WHAT IS EXPECTED: Within the data that follows, set down exactly the lines from the one containing "Point out the bird's white" through the one containing "Point out the blue", both ends included.

GIVEN RECORDS:
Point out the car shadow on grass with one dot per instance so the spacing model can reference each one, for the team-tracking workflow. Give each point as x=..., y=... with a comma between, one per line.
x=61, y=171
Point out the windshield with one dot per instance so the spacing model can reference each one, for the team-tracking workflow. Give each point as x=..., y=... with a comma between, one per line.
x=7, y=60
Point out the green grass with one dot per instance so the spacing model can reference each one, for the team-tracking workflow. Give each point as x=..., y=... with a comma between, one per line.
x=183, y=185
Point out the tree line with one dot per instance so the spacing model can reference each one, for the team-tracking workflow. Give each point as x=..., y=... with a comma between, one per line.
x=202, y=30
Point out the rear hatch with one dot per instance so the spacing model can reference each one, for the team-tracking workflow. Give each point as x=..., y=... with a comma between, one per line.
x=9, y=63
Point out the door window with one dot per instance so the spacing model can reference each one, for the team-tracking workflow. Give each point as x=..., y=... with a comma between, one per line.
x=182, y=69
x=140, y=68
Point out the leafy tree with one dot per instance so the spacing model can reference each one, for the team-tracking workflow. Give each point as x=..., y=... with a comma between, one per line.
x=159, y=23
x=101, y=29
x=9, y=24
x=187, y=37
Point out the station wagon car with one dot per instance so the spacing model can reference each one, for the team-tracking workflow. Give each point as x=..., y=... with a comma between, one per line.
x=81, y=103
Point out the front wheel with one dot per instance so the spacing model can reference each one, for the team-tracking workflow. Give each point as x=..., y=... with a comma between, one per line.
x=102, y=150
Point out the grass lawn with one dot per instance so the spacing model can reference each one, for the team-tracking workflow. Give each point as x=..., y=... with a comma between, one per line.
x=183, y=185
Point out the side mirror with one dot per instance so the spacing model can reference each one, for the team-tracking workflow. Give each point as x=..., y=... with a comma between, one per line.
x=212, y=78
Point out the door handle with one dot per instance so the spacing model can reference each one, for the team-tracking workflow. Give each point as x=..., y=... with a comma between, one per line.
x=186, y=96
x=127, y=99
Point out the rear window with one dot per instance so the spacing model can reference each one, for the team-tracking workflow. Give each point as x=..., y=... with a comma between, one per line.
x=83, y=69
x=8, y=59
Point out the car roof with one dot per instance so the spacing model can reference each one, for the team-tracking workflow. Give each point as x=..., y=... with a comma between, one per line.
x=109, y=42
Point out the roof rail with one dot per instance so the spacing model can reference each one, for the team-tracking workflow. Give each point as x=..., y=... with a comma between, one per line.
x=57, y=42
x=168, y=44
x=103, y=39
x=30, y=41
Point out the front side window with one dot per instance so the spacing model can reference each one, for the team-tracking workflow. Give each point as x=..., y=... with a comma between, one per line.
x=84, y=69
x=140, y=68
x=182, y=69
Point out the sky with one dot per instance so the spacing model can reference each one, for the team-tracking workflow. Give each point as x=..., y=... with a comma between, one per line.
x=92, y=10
* * *
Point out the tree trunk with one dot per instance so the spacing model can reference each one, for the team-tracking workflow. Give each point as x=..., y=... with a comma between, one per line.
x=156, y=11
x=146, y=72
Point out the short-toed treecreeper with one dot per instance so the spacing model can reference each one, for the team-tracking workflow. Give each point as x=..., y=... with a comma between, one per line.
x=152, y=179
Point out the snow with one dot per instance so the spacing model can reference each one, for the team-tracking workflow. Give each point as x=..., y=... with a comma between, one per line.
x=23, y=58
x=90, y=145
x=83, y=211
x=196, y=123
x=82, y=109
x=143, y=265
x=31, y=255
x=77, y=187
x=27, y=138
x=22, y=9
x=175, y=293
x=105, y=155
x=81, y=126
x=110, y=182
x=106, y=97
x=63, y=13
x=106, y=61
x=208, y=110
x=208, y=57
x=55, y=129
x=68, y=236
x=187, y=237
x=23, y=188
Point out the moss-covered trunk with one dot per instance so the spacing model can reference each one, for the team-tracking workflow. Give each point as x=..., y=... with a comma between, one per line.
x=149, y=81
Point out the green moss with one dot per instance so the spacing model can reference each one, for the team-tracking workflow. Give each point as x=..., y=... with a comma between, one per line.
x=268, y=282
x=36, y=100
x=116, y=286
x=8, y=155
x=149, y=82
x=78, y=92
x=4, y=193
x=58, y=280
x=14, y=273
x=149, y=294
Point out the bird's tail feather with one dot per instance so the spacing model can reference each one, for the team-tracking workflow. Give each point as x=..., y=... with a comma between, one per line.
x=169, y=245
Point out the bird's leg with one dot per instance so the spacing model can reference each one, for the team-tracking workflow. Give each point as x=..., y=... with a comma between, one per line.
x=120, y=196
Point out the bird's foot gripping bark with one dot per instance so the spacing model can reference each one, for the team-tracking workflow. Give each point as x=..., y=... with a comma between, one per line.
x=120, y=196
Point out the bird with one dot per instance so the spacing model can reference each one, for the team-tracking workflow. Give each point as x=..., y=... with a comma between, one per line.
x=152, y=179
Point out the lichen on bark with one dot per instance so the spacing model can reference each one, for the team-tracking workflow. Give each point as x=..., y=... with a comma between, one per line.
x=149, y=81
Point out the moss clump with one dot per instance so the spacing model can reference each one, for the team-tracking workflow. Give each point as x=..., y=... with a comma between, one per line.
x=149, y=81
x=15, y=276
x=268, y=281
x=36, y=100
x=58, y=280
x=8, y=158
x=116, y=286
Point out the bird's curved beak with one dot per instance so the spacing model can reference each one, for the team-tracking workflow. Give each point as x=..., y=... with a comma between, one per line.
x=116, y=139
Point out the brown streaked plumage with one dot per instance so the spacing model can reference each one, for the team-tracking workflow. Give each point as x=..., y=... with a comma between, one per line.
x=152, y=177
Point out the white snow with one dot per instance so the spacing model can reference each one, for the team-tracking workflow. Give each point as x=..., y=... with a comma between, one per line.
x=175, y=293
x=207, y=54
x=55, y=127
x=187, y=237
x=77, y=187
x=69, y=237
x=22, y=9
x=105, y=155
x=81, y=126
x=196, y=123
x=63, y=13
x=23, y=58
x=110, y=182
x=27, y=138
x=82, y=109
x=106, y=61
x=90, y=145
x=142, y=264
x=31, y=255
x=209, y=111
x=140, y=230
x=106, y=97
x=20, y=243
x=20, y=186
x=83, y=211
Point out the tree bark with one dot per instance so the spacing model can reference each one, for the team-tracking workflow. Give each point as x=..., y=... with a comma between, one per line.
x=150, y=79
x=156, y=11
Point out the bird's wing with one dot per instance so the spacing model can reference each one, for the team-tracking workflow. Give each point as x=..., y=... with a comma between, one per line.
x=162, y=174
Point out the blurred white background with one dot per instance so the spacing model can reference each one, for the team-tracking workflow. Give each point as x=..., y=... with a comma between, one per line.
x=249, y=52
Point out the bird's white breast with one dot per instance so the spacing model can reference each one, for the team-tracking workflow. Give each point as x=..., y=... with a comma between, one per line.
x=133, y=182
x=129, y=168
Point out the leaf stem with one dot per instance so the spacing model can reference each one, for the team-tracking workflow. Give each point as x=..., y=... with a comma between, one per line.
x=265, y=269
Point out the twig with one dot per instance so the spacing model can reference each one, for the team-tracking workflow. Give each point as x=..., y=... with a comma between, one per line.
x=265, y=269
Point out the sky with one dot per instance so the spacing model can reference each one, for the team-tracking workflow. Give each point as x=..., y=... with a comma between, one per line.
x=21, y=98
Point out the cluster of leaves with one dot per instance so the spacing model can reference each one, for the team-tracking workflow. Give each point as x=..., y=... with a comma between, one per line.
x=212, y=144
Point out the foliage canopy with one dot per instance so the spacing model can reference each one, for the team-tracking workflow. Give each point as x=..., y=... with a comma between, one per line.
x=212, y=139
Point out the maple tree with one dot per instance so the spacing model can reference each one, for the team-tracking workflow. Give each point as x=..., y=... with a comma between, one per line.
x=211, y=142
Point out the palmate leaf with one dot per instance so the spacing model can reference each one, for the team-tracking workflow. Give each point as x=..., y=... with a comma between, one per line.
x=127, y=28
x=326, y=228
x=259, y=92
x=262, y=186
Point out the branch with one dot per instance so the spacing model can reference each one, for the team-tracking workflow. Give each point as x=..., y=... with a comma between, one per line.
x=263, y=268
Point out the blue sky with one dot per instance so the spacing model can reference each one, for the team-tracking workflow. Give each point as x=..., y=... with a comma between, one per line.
---
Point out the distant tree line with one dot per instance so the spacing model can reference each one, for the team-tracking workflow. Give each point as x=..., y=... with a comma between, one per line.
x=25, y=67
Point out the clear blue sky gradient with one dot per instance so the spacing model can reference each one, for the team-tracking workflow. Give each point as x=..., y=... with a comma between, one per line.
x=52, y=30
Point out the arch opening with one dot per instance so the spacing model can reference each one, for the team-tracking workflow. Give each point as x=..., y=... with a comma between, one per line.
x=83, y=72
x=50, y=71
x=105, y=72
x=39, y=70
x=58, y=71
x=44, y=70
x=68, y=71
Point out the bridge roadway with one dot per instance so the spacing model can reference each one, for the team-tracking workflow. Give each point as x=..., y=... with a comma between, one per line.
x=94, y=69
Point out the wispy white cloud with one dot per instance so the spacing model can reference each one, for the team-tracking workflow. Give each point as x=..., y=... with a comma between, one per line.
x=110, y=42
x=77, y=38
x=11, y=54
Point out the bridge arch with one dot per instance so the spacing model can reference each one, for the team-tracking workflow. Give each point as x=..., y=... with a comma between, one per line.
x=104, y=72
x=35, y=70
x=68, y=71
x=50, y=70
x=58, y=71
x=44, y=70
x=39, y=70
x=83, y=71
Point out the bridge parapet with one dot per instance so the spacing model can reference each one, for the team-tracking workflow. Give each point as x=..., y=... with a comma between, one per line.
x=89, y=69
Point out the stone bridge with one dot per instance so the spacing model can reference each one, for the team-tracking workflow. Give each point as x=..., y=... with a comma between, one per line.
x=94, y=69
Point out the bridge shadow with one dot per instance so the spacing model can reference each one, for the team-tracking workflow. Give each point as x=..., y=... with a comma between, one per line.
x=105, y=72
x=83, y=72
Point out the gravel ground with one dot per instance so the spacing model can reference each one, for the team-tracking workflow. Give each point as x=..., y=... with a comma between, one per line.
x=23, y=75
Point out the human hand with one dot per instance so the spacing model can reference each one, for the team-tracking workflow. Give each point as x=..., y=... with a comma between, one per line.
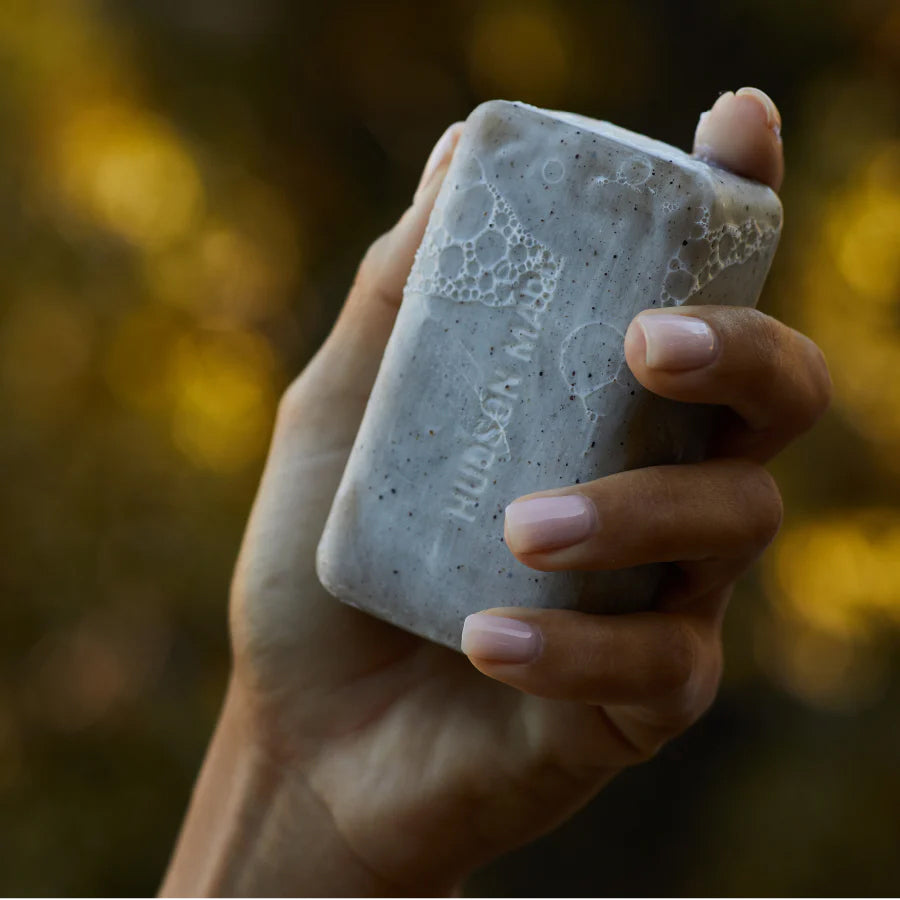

SOLUTION TO THE EXERCISE:
Point out the bird's white breast with one dot per instance so the spacing model can reference each one, for the team-tracking workflow. Give each point as x=..., y=... with a comma between, one per line.
x=133, y=182
x=129, y=168
Point out the leaf stem with one dot per instance so the spacing model can reference each one, for the team-tracking workflow. Give each point as x=..., y=... with a comma between, one per line.
x=265, y=269
Point out the twig with one dot per instance so the spacing model can reference each one, for the team-tracking workflow. Give each point as x=..., y=... with a comma between, one per line.
x=265, y=269
Point out the sky with one dot per instance so the spacing model can reference each one, for the team-tracking workflow. Give each point as x=..., y=... with a comma between, one per line.
x=21, y=98
Point out the cluster of leaves with one dot per instance so the spacing model can reference each one, for the team-tracking workflow. Give each point as x=..., y=... with a comma between, one per line.
x=212, y=144
Point out the foliage canopy with one dot per instance so the spacing model can reference each one, for the team-tracking workflow. Give each point as x=..., y=... with a comma between, one per line.
x=212, y=139
Point out the maple tree with one dot per instance so the spacing model can reference each one, for the team-tracking workflow. Give each point as x=..., y=... with a comma between, one per line.
x=211, y=142
Point out the palmate leaf with one dot per instance so the spacing model can reference each one, for the team-tracking workflow. Give each point as x=..., y=... with a comma between, one per line.
x=127, y=28
x=326, y=228
x=259, y=92
x=262, y=186
Point out the branch with one dot per instance so the spacing model can reference each one, for the team-tracking workflow. Give each point as x=..., y=... with a comma between, one per line.
x=263, y=268
Point out the blue sky with one dot per instance so the spacing model can reference each one, for the team-tracking workflow. Give each point as x=..., y=... with a comma between, one per line.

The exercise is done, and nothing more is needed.